Instruction: Find each line in the listing below that contains the word "lake" and copy those lines out in full.

Entries provided:
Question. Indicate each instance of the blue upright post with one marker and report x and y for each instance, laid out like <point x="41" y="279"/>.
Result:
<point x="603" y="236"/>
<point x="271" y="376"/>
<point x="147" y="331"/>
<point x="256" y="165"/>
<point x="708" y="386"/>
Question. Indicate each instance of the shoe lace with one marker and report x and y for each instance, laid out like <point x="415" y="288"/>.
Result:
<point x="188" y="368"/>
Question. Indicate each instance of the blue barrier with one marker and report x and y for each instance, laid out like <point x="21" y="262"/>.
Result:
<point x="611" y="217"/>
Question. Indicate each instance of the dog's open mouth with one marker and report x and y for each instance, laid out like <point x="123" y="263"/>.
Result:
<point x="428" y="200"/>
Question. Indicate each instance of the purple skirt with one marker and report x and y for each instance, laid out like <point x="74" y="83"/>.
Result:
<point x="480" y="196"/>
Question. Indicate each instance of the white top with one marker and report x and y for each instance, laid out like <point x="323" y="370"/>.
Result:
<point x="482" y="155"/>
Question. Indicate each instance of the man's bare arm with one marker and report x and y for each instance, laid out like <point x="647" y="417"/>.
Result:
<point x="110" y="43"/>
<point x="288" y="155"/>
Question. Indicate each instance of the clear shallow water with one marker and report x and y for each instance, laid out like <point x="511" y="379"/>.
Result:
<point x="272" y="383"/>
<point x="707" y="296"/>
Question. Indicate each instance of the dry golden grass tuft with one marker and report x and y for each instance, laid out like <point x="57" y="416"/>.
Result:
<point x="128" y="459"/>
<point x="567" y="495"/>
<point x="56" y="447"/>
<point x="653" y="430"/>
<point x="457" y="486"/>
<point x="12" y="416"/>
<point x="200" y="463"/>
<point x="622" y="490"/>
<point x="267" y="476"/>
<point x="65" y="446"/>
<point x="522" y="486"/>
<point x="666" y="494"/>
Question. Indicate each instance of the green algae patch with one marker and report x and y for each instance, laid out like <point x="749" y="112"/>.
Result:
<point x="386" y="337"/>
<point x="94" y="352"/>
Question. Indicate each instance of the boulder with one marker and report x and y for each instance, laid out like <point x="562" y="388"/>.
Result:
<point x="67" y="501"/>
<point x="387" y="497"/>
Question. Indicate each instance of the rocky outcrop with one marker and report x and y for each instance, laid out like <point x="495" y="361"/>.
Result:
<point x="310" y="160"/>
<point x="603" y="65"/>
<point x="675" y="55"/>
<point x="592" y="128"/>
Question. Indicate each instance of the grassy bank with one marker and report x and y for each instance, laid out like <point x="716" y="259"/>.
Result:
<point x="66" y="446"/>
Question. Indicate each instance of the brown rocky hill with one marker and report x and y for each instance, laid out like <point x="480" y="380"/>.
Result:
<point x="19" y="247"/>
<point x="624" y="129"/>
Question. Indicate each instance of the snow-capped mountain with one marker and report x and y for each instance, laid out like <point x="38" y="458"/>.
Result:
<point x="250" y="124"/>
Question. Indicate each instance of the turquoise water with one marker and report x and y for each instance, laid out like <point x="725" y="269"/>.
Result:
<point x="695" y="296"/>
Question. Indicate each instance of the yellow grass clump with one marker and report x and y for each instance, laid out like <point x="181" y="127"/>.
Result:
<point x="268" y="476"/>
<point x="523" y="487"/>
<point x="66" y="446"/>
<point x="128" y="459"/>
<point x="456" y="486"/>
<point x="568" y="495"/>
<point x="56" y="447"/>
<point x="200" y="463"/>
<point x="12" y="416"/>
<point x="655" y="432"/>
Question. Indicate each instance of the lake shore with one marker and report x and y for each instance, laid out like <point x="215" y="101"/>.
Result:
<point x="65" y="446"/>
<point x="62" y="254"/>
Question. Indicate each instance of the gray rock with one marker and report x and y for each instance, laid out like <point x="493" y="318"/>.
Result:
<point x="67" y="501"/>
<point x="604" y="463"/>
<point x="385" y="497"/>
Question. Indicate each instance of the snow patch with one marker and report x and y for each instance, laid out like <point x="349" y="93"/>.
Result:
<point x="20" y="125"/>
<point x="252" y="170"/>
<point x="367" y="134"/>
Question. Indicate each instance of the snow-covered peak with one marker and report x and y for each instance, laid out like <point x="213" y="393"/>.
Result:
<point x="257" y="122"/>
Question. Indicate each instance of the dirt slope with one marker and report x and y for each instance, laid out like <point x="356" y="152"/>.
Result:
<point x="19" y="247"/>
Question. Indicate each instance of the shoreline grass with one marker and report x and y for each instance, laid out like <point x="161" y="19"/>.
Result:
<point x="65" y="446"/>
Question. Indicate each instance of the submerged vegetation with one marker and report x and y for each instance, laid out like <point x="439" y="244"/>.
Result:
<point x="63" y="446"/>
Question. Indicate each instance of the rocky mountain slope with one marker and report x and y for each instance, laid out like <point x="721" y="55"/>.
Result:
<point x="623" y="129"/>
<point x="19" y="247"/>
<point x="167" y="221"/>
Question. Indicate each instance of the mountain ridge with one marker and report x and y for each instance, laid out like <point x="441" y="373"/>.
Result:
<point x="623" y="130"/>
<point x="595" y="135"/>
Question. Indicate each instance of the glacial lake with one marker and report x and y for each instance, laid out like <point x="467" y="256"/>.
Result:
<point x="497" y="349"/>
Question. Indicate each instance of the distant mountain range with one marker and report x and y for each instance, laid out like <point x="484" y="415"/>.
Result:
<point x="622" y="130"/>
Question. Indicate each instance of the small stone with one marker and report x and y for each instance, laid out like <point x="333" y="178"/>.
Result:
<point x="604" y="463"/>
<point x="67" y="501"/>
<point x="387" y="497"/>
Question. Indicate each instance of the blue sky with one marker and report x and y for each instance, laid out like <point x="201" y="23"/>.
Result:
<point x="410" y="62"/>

==

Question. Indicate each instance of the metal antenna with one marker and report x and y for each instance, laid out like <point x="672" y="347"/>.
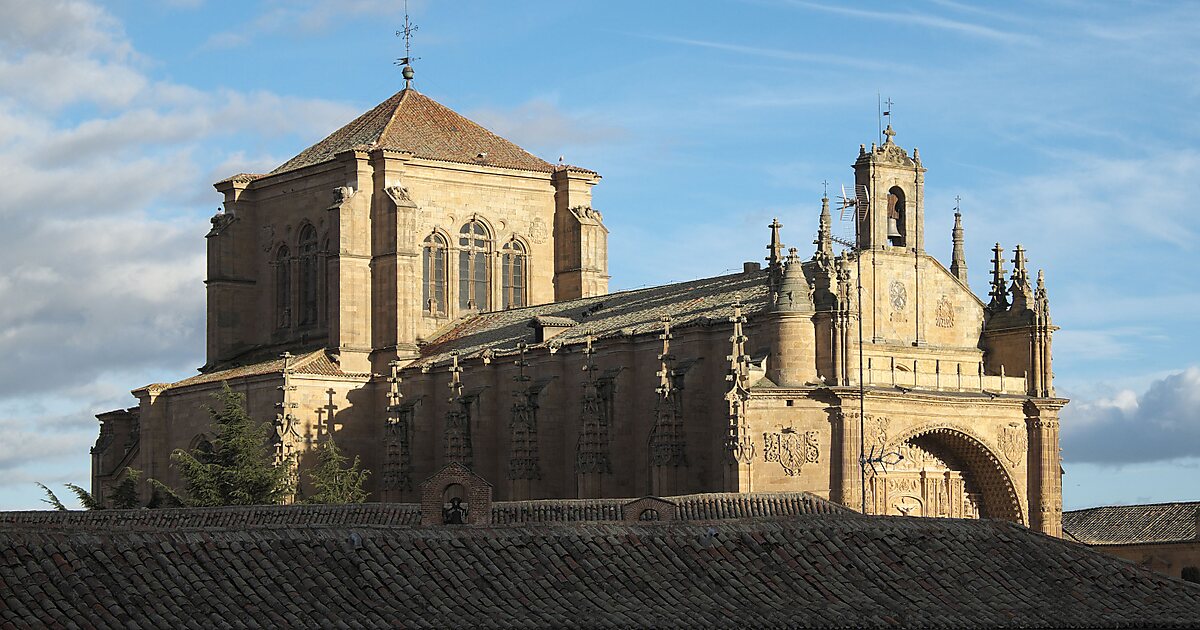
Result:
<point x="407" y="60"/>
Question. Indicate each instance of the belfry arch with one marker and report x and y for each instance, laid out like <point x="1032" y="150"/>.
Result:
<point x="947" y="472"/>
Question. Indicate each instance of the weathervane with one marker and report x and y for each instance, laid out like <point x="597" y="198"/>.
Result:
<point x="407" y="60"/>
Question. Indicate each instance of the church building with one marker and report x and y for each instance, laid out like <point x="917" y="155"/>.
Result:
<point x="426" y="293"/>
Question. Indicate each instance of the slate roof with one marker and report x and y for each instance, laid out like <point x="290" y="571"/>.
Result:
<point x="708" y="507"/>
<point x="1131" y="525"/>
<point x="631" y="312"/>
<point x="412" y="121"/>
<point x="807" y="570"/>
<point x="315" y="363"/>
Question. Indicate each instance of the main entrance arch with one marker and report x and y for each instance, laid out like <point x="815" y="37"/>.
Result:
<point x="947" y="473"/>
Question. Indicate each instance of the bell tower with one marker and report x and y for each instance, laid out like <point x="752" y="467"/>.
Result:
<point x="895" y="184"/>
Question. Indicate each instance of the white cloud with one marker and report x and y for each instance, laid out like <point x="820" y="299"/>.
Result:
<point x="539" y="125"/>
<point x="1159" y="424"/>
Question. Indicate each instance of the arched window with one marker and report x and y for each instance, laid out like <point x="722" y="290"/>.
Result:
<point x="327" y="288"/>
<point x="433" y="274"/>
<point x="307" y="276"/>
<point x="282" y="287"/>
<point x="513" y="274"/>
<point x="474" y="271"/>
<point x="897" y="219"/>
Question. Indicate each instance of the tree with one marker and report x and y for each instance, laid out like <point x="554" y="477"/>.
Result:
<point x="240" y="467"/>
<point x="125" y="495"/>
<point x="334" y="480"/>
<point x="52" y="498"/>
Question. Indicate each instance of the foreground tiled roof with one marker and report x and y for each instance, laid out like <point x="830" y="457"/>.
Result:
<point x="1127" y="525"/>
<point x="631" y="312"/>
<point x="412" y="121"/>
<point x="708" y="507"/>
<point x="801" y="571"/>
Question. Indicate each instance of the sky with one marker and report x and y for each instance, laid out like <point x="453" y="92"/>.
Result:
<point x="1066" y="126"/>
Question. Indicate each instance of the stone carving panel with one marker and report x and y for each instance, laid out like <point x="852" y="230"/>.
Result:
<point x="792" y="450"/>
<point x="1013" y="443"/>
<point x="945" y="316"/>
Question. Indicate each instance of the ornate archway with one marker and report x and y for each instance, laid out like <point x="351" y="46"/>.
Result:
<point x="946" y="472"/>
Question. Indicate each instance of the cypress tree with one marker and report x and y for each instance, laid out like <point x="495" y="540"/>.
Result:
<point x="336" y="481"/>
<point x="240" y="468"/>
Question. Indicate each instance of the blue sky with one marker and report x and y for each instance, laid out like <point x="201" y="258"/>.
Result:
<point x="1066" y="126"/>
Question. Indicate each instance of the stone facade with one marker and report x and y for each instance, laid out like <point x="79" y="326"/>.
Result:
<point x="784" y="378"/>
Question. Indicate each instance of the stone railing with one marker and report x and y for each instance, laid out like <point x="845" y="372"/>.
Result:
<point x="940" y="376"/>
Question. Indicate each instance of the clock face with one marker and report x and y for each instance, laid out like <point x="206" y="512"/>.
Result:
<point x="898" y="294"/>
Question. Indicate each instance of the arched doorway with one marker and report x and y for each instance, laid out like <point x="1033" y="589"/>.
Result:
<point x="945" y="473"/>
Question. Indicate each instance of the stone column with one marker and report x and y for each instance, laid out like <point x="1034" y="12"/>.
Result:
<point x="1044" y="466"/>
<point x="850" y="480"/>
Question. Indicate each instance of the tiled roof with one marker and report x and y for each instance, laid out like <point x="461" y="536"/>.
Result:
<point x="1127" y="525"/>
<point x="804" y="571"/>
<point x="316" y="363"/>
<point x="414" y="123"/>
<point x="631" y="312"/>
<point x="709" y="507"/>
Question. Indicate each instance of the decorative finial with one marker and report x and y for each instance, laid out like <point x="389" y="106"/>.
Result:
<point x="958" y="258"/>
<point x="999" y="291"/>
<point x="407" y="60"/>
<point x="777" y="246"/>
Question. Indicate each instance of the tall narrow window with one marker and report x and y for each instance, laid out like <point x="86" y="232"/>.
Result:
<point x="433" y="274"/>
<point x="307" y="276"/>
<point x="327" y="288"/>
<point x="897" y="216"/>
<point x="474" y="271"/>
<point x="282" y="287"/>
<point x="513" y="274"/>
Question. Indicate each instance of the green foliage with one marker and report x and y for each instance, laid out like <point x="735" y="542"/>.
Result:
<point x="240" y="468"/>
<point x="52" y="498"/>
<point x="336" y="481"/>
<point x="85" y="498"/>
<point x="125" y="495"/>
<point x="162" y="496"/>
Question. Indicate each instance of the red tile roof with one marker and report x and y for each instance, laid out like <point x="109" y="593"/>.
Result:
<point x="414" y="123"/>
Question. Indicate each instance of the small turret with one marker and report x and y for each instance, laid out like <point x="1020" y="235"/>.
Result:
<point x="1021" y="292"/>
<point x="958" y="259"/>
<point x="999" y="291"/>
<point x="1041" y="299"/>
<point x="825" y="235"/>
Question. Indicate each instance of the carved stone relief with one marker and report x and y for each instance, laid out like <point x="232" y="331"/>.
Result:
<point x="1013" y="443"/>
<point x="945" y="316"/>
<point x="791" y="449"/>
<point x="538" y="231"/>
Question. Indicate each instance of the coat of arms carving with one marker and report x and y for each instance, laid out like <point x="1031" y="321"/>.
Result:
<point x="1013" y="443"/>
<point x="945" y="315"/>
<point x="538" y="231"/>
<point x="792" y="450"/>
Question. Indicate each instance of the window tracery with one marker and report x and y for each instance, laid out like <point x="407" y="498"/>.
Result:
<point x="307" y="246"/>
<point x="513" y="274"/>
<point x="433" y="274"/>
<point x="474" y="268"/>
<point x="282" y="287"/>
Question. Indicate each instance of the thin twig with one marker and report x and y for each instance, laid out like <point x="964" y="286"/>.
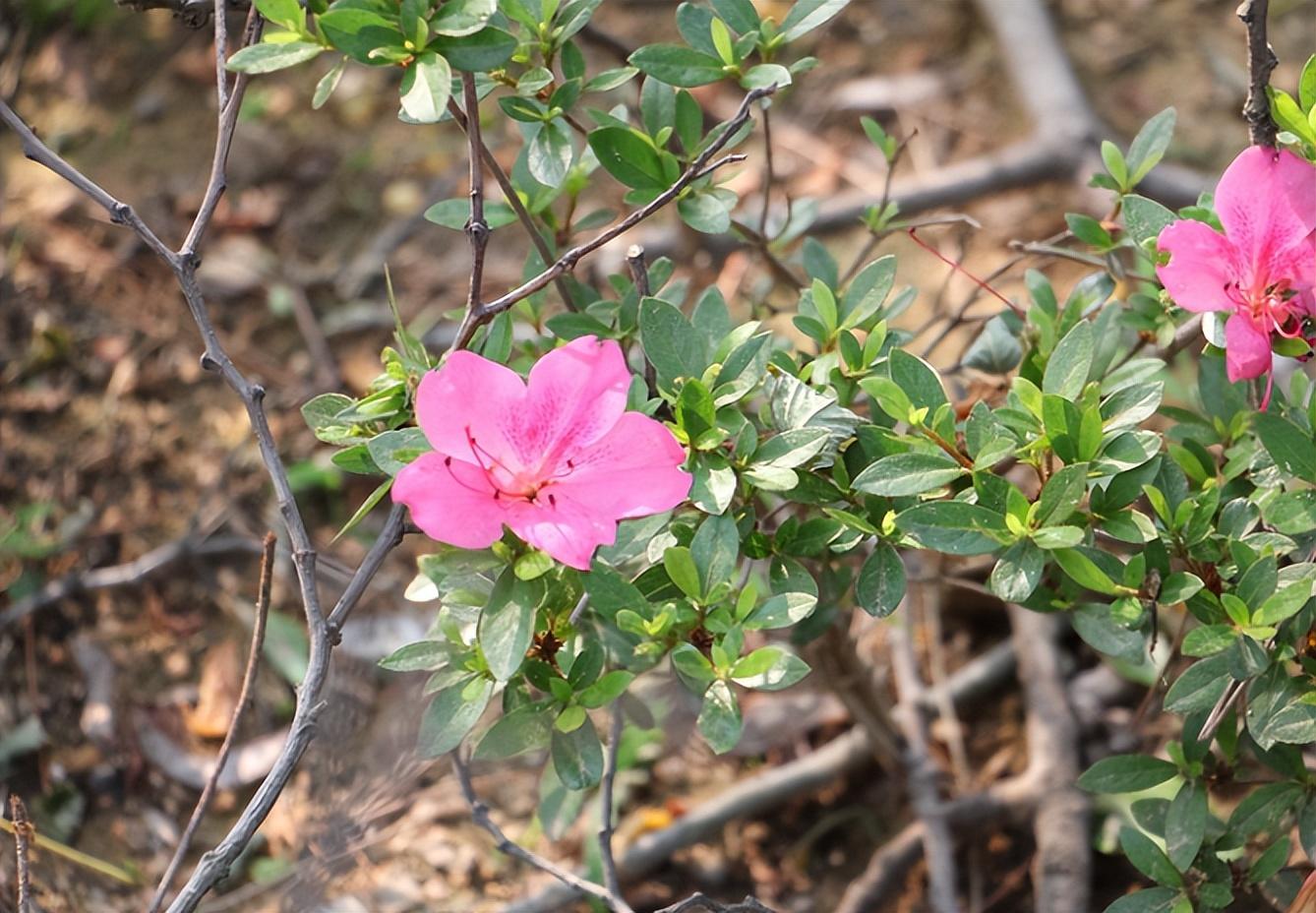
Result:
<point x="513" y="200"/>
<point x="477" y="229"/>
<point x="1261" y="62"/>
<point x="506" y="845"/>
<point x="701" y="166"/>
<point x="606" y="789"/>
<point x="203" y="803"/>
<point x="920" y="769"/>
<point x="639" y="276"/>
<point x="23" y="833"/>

Finished exercise:
Question. Indicate each instance of the lake shore with one marker and report x and y for each instance, laid out like <point x="215" y="101"/>.
Question. Indicate each instance of the glacial lake with one marker and report x and y for each instance, laid out like <point x="467" y="256"/>.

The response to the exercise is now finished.